> [Material provided]
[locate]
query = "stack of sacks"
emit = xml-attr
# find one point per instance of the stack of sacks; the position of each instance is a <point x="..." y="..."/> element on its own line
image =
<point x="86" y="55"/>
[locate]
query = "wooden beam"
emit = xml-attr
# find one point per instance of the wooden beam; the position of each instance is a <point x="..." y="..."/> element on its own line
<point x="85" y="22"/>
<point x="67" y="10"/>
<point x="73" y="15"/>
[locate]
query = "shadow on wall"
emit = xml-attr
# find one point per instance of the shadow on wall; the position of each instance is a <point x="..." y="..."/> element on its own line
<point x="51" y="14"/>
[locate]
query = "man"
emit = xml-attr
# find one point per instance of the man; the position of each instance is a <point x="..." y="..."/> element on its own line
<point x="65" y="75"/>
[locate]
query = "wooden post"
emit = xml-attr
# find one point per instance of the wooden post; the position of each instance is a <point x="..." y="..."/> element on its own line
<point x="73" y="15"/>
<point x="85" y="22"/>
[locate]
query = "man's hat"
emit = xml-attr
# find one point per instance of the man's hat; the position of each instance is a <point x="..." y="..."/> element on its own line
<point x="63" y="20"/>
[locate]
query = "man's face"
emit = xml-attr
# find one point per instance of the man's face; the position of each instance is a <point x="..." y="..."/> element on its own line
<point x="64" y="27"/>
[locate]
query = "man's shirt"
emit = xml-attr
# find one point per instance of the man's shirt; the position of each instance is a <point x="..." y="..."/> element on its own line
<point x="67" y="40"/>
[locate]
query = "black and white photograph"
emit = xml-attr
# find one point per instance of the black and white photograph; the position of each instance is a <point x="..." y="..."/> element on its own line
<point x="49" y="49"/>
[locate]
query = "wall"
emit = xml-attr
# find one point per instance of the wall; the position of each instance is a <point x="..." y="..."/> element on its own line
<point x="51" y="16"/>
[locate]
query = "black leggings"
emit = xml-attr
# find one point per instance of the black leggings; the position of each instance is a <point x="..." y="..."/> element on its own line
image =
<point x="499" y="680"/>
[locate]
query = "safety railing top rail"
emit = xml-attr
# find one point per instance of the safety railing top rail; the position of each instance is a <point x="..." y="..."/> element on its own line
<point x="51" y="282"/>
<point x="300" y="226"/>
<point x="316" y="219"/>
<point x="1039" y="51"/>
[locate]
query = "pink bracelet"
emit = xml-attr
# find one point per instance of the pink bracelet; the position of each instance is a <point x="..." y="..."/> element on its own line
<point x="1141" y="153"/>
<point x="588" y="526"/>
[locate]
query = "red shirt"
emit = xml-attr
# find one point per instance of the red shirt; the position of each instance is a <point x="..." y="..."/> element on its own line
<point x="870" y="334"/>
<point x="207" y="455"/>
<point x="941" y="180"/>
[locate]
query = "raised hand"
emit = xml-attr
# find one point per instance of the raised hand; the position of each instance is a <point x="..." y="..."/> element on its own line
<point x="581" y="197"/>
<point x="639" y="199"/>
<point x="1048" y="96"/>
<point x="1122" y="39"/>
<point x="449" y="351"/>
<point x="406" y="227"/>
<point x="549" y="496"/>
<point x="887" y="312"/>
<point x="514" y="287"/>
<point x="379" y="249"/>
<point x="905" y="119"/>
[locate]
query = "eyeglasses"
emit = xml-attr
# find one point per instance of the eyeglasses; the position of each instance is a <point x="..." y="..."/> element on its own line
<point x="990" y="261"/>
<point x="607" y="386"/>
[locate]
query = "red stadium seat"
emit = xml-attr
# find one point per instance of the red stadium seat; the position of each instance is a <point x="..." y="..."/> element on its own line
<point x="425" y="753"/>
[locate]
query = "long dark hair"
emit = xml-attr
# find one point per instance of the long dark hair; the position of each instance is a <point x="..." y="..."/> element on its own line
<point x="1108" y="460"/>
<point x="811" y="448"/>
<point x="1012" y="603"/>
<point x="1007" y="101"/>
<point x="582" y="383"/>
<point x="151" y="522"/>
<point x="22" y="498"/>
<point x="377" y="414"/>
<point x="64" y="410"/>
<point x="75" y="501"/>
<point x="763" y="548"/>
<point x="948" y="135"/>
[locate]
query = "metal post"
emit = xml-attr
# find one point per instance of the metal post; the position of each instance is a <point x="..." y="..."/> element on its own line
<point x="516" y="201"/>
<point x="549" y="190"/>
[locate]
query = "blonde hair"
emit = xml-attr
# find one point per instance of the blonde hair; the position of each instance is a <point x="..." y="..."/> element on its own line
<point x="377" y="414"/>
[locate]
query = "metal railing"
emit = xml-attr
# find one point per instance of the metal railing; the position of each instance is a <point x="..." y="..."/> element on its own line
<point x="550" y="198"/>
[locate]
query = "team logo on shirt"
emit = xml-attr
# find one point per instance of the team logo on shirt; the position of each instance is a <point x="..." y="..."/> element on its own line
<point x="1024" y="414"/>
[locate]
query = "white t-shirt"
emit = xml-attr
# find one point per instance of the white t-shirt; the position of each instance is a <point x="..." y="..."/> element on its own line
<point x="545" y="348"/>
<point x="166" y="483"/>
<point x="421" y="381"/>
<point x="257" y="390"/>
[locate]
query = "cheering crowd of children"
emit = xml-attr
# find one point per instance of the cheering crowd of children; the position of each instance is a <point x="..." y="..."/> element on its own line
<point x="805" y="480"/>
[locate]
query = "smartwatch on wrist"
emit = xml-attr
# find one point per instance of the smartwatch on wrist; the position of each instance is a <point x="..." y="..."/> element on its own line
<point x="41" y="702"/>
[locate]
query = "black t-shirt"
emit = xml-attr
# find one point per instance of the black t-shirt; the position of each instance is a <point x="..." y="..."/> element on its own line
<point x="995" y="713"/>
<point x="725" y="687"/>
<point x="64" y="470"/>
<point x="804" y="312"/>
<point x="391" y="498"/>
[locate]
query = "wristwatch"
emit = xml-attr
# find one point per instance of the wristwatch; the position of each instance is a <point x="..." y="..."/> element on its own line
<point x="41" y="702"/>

> [Stated exercise] Your task is to output the full set of records exactly as presented.

> [Exercise response]
[locate]
query = "stack of sacks"
emit = xml-attr
# find one point per instance of the stack of sacks; the position of each instance is a <point x="..." y="..."/> element on its own line
image =
<point x="86" y="55"/>
[locate]
query = "wooden beam"
emit = xml-attr
# find one point per instance of the wooden beam; the position of each instance is a <point x="..." y="..."/> element on its own line
<point x="85" y="22"/>
<point x="67" y="10"/>
<point x="73" y="15"/>
[locate]
query = "shadow on wall"
emit = xml-attr
# find one point per instance of the shadow on wall; the position of each instance is a <point x="..." y="..."/> element on its own line
<point x="51" y="14"/>
[locate]
query = "man"
emit = xml-attr
# find one point per instance of the man; the position of each instance is a <point x="..." y="..."/> element on its own line
<point x="65" y="75"/>
[locate]
query = "wooden post"
emit = xml-attr
# find one point per instance of the wooden post; the position of each instance is a <point x="..." y="..."/> element on its own line
<point x="73" y="15"/>
<point x="85" y="22"/>
[locate]
query = "man's hat"
emit = xml-attr
# find one point per instance of the man's hat; the position of each instance is a <point x="..." y="..."/> element on its own line
<point x="63" y="20"/>
[locate]
query = "man's face"
emit = xml-attr
# find one point per instance of the man's face; the position of each instance is a <point x="..." y="..."/> element on its own line
<point x="64" y="27"/>
[locate]
query = "man's shirt"
emit = xml-attr
# find one point per instance of the man's shirt; the position of each instance is a <point x="..." y="..."/> element on its own line
<point x="67" y="40"/>
[locate]
query = "black and white photograph"
emit = xml-attr
# find one point per instance of the black and white photograph; the position of each instance is a <point x="..." y="..."/> element on its own line
<point x="49" y="49"/>
[locate]
query = "wall"
emit = xml-attr
# find one point per instance of the wall; the position of each instance is a <point x="..." y="..."/> element on its own line
<point x="51" y="16"/>
[locate]
query = "black leggings"
emit = xml-attr
# find one point per instance of the black leggings; the position of each instance is a <point x="..." y="..."/> element on its own line
image =
<point x="499" y="680"/>
[locate]
query = "safety railing top rail"
emit = xml-attr
# find one point per instance of the safety railing top rail; the position of each instance is a <point x="..." y="..."/> element on its own line
<point x="51" y="282"/>
<point x="300" y="226"/>
<point x="316" y="219"/>
<point x="1039" y="51"/>
[locate]
query = "pink bracelet"
emit = xml-attr
# find one point per instance of the pink bracelet; the position of each instance is a <point x="..." y="..."/> element on its own line
<point x="1141" y="153"/>
<point x="588" y="526"/>
[locate]
query = "red shirt"
emit = xml-attr
# find one point per instance of the red shirt; the position of each instance is a <point x="..." y="..."/> element on its own line
<point x="870" y="334"/>
<point x="207" y="455"/>
<point x="941" y="180"/>
[locate]
query = "raised hand"
emit = xml-attr
# find one point per instance of the raised hand; the position of each instance is a <point x="..." y="..."/> element on its own line
<point x="581" y="197"/>
<point x="639" y="199"/>
<point x="1048" y="96"/>
<point x="1122" y="39"/>
<point x="449" y="351"/>
<point x="406" y="227"/>
<point x="549" y="496"/>
<point x="887" y="312"/>
<point x="514" y="287"/>
<point x="379" y="249"/>
<point x="905" y="119"/>
[locate]
query = "eyeglasses"
emit = xml-attr
# find one point per instance of the eyeglasses; the position of each instance is a <point x="..." y="..."/> element on its own line
<point x="990" y="261"/>
<point x="607" y="386"/>
[locate]
query = "red stadium seat"
emit = xml-attr
# find one point per instance of the red stadium seat; the position of each instance is a <point x="..." y="..."/> element on its own line
<point x="425" y="753"/>
[locate]
query = "long dark hair"
emit = xml-attr
# find one point per instance of the long dark hair; the position of each instance is a <point x="..." y="..."/> element on its own line
<point x="1108" y="460"/>
<point x="811" y="448"/>
<point x="1012" y="603"/>
<point x="1007" y="101"/>
<point x="582" y="383"/>
<point x="151" y="522"/>
<point x="22" y="498"/>
<point x="377" y="414"/>
<point x="64" y="410"/>
<point x="75" y="501"/>
<point x="763" y="548"/>
<point x="948" y="135"/>
[locate]
query = "metal post"
emit = xml-attr
# find one point per instance of the metal post; the position of each instance is a <point x="..." y="..."/> element on its own line
<point x="516" y="201"/>
<point x="549" y="190"/>
[locate]
query = "blonde hair"
emit = xml-attr
# find one point per instance of the blonde hair; the position of each instance is a <point x="..." y="..."/> element on its own line
<point x="377" y="414"/>
[locate]
query = "metal railing"
emit = xml-attr
# find one point per instance of the metal railing; the position of each instance is a <point x="..." y="..."/> element on its own line
<point x="550" y="198"/>
[locate]
query = "team logo on shirt"
emit = xml-attr
# find one point per instance of the team logo on shirt; the position of each instance is a <point x="..." y="..."/> element on its own line
<point x="1024" y="414"/>
[locate]
query = "white t-shirt"
emit = xml-attr
# find one point per instance of the white t-shirt; the position of each instance is a <point x="..." y="..."/> element on its own line
<point x="545" y="348"/>
<point x="166" y="483"/>
<point x="421" y="381"/>
<point x="257" y="390"/>
[locate]
query = "cheering crowd of children"
emit = xml-attr
# find one point per instance of the cheering crowd of children; the position of each instance is a <point x="..." y="..."/> element on its own line
<point x="805" y="480"/>
[locate]
query = "smartwatch on wrist"
emit = xml-attr
# find one point per instance of the smartwatch on wrist; the position of each instance is a <point x="..." y="..."/> element on its own line
<point x="41" y="702"/>
[locate]
query = "black t-shirt"
emit = xml-attr
# find one point per instance of the black t-shirt; the position of each instance is a <point x="..." y="..."/> element on its own line
<point x="995" y="713"/>
<point x="725" y="687"/>
<point x="64" y="470"/>
<point x="804" y="312"/>
<point x="391" y="498"/>
[locate]
query = "wristwatch"
emit = xml-attr
# find one point per instance of the wristwatch; the position of each instance is a <point x="..." y="..."/> element on its own line
<point x="41" y="702"/>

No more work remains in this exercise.